# GOAL
Starting at the line below that contains "Mark one point per instance of the player's", print each line through the end of the records exactly as it appears.

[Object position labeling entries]

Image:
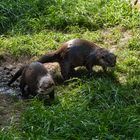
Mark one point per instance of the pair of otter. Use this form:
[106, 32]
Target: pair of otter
[76, 52]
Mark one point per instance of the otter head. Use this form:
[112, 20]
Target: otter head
[45, 84]
[106, 58]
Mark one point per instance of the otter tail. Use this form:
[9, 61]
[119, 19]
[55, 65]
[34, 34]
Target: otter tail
[50, 57]
[17, 74]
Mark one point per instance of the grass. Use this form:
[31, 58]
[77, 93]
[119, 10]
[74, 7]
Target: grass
[104, 106]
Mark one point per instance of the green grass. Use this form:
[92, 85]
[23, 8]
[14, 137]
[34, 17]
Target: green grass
[104, 106]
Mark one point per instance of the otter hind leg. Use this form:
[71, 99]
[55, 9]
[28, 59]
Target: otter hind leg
[65, 70]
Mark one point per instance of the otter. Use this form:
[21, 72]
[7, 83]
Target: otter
[35, 79]
[79, 52]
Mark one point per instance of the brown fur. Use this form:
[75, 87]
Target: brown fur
[30, 78]
[79, 52]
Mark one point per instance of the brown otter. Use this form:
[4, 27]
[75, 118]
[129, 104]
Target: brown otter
[35, 79]
[79, 52]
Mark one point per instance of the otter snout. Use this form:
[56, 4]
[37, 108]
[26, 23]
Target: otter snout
[46, 85]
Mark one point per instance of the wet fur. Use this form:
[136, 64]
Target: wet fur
[34, 79]
[79, 52]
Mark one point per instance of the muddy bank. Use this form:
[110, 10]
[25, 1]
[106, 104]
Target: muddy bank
[10, 108]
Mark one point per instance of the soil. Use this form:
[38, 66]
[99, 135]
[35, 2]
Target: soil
[9, 110]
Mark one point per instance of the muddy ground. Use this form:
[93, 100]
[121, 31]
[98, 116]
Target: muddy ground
[9, 102]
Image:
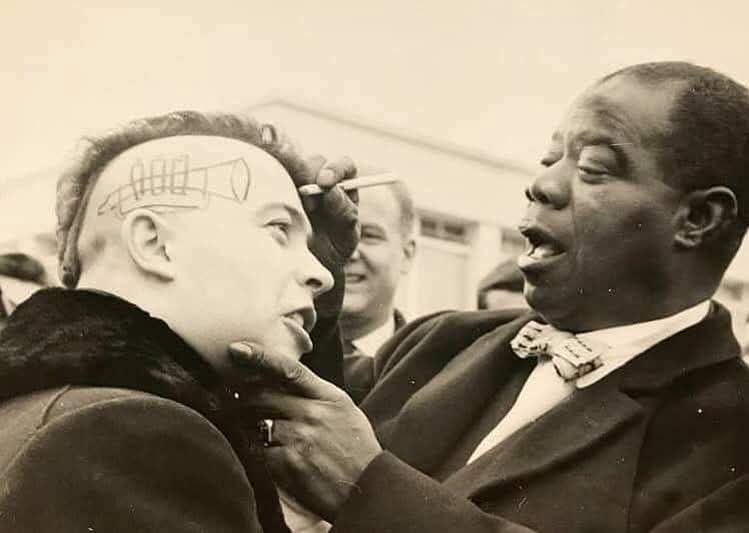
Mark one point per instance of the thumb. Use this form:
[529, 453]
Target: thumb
[287, 371]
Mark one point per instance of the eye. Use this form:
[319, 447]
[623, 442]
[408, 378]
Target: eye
[591, 174]
[371, 235]
[280, 229]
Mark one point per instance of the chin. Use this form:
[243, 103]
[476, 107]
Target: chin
[553, 304]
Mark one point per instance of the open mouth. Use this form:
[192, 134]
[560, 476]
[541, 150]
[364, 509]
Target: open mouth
[304, 318]
[354, 278]
[541, 246]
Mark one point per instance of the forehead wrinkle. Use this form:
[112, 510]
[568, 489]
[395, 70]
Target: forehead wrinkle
[297, 217]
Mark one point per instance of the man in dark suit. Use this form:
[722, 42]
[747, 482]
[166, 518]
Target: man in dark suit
[373, 272]
[620, 402]
[178, 235]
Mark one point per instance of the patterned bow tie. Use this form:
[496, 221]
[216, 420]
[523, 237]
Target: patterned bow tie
[572, 357]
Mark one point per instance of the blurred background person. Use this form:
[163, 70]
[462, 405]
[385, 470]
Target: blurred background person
[502, 288]
[382, 259]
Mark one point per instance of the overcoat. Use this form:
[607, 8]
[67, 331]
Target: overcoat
[661, 444]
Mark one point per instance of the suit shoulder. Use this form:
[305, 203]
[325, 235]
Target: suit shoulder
[126, 460]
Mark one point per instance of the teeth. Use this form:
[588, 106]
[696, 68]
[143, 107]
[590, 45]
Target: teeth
[298, 318]
[542, 251]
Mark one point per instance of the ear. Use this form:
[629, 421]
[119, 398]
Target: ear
[704, 215]
[409, 251]
[148, 238]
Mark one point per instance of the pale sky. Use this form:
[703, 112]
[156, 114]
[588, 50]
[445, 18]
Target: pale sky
[489, 75]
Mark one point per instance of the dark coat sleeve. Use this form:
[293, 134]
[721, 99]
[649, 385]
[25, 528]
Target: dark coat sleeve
[392, 497]
[126, 463]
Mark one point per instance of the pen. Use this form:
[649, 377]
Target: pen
[347, 185]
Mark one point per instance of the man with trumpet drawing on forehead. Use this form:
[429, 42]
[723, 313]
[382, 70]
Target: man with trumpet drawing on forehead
[178, 235]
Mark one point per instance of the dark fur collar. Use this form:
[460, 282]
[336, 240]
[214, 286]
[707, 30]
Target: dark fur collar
[77, 337]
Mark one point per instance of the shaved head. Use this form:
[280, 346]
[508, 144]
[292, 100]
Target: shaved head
[197, 220]
[180, 174]
[95, 154]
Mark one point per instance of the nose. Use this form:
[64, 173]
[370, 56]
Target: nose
[356, 255]
[315, 276]
[550, 188]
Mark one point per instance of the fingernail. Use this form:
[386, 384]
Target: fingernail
[241, 346]
[326, 173]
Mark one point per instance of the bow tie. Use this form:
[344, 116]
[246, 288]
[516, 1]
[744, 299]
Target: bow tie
[572, 357]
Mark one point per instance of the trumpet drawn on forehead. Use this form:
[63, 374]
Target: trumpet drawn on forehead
[172, 183]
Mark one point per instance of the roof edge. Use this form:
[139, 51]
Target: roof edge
[477, 156]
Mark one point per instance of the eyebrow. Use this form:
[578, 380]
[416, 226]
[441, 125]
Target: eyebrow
[297, 217]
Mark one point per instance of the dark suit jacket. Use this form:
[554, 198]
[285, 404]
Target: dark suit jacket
[661, 444]
[107, 460]
[358, 368]
[109, 422]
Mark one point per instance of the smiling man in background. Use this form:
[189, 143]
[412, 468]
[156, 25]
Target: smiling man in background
[620, 403]
[373, 272]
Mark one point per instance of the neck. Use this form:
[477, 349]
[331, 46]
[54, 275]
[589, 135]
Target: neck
[356, 326]
[637, 312]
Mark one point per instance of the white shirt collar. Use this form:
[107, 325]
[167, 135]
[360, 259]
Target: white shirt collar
[371, 342]
[627, 342]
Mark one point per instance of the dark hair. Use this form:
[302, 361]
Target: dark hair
[22, 266]
[707, 143]
[95, 152]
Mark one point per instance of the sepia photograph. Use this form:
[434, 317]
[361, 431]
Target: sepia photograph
[374, 267]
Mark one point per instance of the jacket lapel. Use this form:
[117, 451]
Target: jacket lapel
[439, 414]
[590, 416]
[613, 409]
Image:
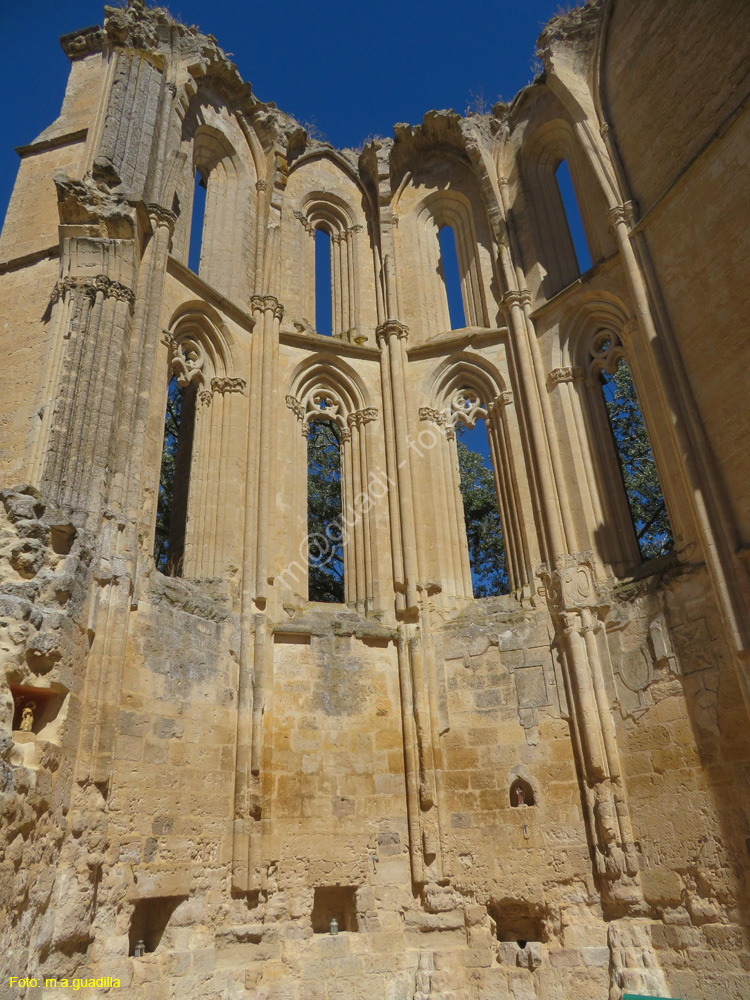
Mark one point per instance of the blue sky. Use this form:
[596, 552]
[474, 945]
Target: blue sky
[353, 69]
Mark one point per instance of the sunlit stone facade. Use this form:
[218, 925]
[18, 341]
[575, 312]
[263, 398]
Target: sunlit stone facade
[539, 795]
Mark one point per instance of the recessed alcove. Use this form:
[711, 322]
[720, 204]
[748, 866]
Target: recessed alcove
[335, 901]
[517, 921]
[149, 921]
[521, 793]
[46, 705]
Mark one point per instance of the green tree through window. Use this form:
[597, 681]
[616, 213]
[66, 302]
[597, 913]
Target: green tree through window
[483, 531]
[324, 520]
[165, 505]
[645, 497]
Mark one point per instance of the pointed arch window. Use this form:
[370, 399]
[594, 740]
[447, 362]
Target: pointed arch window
[573, 218]
[192, 533]
[337, 506]
[325, 527]
[197, 222]
[610, 374]
[323, 285]
[487, 547]
[484, 533]
[174, 478]
[449, 271]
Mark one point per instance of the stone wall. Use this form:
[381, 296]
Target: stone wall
[537, 795]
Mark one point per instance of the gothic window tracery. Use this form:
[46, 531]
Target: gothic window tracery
[464, 396]
[610, 378]
[192, 533]
[332, 459]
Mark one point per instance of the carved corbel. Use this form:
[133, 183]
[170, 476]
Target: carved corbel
[558, 375]
[391, 328]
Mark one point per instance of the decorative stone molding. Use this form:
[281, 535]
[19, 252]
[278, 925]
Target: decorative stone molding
[558, 375]
[364, 416]
[161, 216]
[622, 214]
[265, 303]
[467, 407]
[91, 287]
[513, 297]
[503, 399]
[392, 327]
[295, 406]
[571, 585]
[430, 413]
[229, 383]
[77, 44]
[305, 222]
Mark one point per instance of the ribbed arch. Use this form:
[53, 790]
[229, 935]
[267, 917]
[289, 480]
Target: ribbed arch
[324, 388]
[449, 208]
[219, 152]
[200, 361]
[594, 341]
[464, 389]
[541, 154]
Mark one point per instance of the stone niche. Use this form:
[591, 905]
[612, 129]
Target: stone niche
[335, 901]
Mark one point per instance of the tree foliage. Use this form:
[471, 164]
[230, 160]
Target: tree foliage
[644, 492]
[167, 477]
[483, 530]
[324, 521]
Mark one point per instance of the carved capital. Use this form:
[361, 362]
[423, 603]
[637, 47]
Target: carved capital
[622, 214]
[228, 383]
[629, 329]
[306, 224]
[266, 303]
[430, 413]
[81, 43]
[161, 216]
[503, 399]
[391, 328]
[297, 408]
[511, 299]
[558, 375]
[571, 585]
[367, 415]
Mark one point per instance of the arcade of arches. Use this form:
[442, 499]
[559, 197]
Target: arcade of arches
[248, 694]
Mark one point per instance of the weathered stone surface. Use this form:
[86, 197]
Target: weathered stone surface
[535, 795]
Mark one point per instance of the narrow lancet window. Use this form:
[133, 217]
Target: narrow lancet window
[197, 222]
[451, 275]
[324, 512]
[636, 458]
[323, 286]
[484, 534]
[174, 479]
[573, 216]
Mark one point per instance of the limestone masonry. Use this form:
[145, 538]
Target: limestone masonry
[539, 795]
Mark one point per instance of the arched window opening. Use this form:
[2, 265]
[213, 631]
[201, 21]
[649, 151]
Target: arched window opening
[450, 273]
[521, 793]
[573, 216]
[174, 478]
[484, 533]
[636, 459]
[325, 525]
[197, 221]
[323, 285]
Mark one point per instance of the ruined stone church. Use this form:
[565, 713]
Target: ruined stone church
[215, 788]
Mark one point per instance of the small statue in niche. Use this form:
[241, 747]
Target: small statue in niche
[27, 717]
[521, 793]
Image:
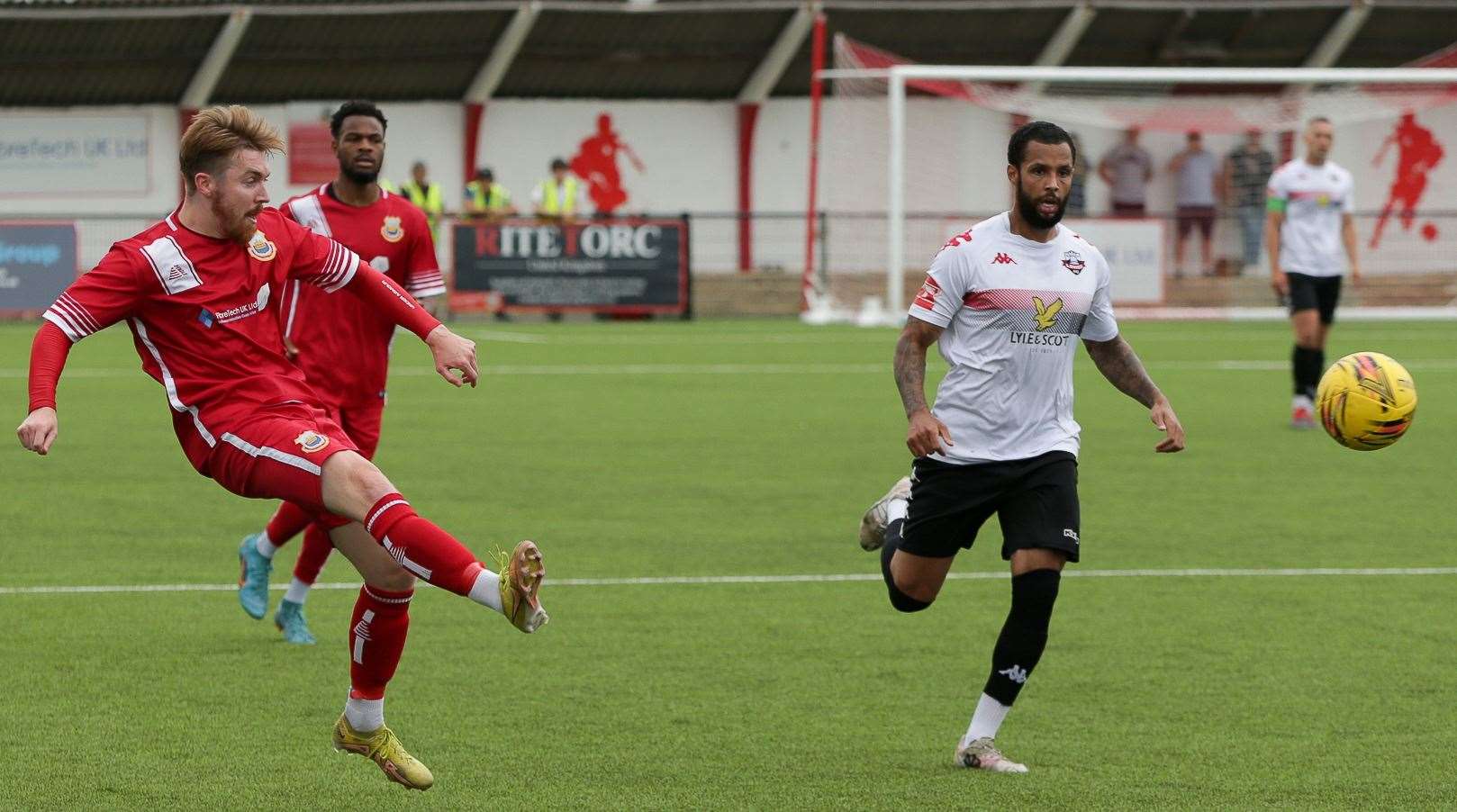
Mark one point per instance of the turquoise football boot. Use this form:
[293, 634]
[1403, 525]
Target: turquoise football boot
[289, 618]
[252, 579]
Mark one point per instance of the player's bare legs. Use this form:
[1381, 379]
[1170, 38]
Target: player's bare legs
[356, 489]
[919, 576]
[1035, 576]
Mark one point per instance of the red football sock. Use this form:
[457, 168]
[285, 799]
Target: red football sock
[316, 548]
[376, 640]
[421, 547]
[287, 522]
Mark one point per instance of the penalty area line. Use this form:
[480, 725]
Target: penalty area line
[691, 581]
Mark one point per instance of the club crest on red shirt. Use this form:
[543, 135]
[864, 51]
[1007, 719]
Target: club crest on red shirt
[311, 442]
[393, 230]
[261, 249]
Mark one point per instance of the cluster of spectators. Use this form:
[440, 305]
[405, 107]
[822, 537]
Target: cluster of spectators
[1204, 185]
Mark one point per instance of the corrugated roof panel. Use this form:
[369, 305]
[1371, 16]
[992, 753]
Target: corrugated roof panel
[417, 56]
[691, 54]
[1121, 37]
[1393, 37]
[51, 61]
[1284, 38]
[982, 37]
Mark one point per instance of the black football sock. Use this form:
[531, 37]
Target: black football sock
[1308, 364]
[900, 600]
[1025, 635]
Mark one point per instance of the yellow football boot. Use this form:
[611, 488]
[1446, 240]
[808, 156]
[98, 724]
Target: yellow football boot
[522, 573]
[384, 748]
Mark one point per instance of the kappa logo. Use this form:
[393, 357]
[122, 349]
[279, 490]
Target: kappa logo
[1016, 673]
[261, 249]
[926, 299]
[1046, 313]
[393, 230]
[311, 442]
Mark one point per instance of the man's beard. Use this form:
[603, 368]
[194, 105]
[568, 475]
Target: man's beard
[235, 228]
[358, 176]
[1027, 207]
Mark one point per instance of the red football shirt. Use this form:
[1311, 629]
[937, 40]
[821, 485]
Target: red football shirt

# REPLY
Mark one point per instance of the player's bare legs. Use this form:
[1381, 379]
[1170, 38]
Target: player's bare legs
[356, 489]
[919, 576]
[1035, 576]
Mark one point per instance of the red football sock. Use this form:
[457, 168]
[285, 799]
Target: red football sock
[316, 548]
[376, 640]
[421, 547]
[287, 522]
Mark one point per instance of the penalty area line. Use this form:
[480, 725]
Target: penalty area line
[691, 581]
Mark one point per instance of the club crest on red shirt. Use this form:
[543, 135]
[864, 51]
[1007, 719]
Target: club crest on red shirt
[311, 442]
[393, 230]
[261, 249]
Mark one point per instance of the cluster of spectators. Use this form:
[440, 305]
[405, 107]
[822, 537]
Target: cluster of spectators
[1204, 185]
Mark one point per instance of the corrugated roof panel. Use this form:
[369, 305]
[1371, 16]
[992, 753]
Target: corrugated roof panel
[417, 56]
[691, 54]
[1121, 37]
[1393, 37]
[51, 61]
[1284, 38]
[982, 37]
Mark one point per instance of the black football sock. Use this form:
[531, 37]
Target: black football sock
[1308, 364]
[900, 600]
[1025, 635]
Mark one point per instance of the yellow football boot. Use this form:
[611, 488]
[1446, 240]
[808, 156]
[98, 724]
Target: yellow football boot
[522, 573]
[384, 748]
Mark one point per instance of the kappa logo. Use this form:
[393, 357]
[122, 349]
[279, 490]
Target: kappa logo
[1016, 673]
[261, 249]
[926, 299]
[1046, 313]
[393, 230]
[311, 442]
Mark one point per instance of the man's beard. Use this form:
[603, 368]
[194, 105]
[568, 475]
Target: man's beard
[235, 228]
[358, 176]
[1027, 207]
Mark one point per instance of the red football shirt. Use this form:
[1311, 629]
[937, 40]
[821, 485]
Target: red football shirt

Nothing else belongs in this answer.